-- begin EXTRACT PROVIDED --
# Flounders/Red/Specs/Black Snapper



## Death From Above (Sep 28, 2007)

Took the family out yesterday. Ended up with 35 flounder, 2 reds, 3 trout and 3 black snapper. All caught west of the pass on finger mullet and bull minnows. Weather was beautiful.


----------



## Dragnfly (Jan 25, 2008)

UHHHHHHHH......WOW!!!.......:letsdrink


----------



## Capt. Blake Nelson (Feb 23, 2009)

Job well done!!! :clap


----------



## liam (Oct 7, 2007)

Wow Great Job Folks.Guess your eating good for a while .


----------



## Inshoreslayer24 (Mar 17, 2009)

I need a boat! Great job:toast


----------



## Whitie9688 (Sep 28, 2007)

good god! what all were yall using to catch all the flounder?


----------



## recess (Oct 8, 2007)

wow!! what a day i think some flounder sandwichs are in order or maybe a little stuffed flounder.Yum........ Thanks for the report .

TIM


----------



## Death From Above (Sep 28, 2007)

> *Whitie9688 (5/17/2009)*good god! what all were yall using to catch all the flounder?


Mostly bull minnow and finger mullet, but did pick up some on new penny gulps.


----------



## Goins13 (May 15, 2009)

congrats.your gonna be eatin good for awhile


----------



## P8NTMIKE (Mar 31, 2008)

That's fishing for sure! Good job.


----------



## Capt. Mickey Locke (Oct 4, 2007)

Thats what Im talking about! Dang fine mess of fish right there!


----------



## prostreet78 (Mar 2, 2008)

nice catch:clap


----------



## ammo angler (Oct 21, 2007)

And you wonder why they have fish regulations. Good grief

Rich 

Navarre


----------



## Live2Kayak~Kayak4Life (Apr 6, 2009)

I hate to gripe. But Rich from navarre seems like the only reasonable guy commenting so far. Ya thats a nice mess of fish. But i hope you don't do that everytime you go out. How about practicing a little catch and RELEASE next time! Save some flounder for the rest of us!
-- end EXTRACT PROVIDED --
▶ [AIM OF THE EXERCISE]
Repeat everything in the fishing report thread from "Took the family" down to "Weather was beautiful.", word for word.
-- begin MATERIAL SHOWN --
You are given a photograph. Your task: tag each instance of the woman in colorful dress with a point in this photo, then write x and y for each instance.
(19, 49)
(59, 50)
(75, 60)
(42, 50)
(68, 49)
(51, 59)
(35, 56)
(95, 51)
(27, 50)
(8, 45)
-- end MATERIAL SHOWN --
▶ [ANSWER TO THE PROBLEM]
Took the family out yesterday. Ended up with 35 flounder, 2 reds, 3 trout and 3 black snapper. All caught west of the pass on finger mullet and bull minnows. Weather was beautiful.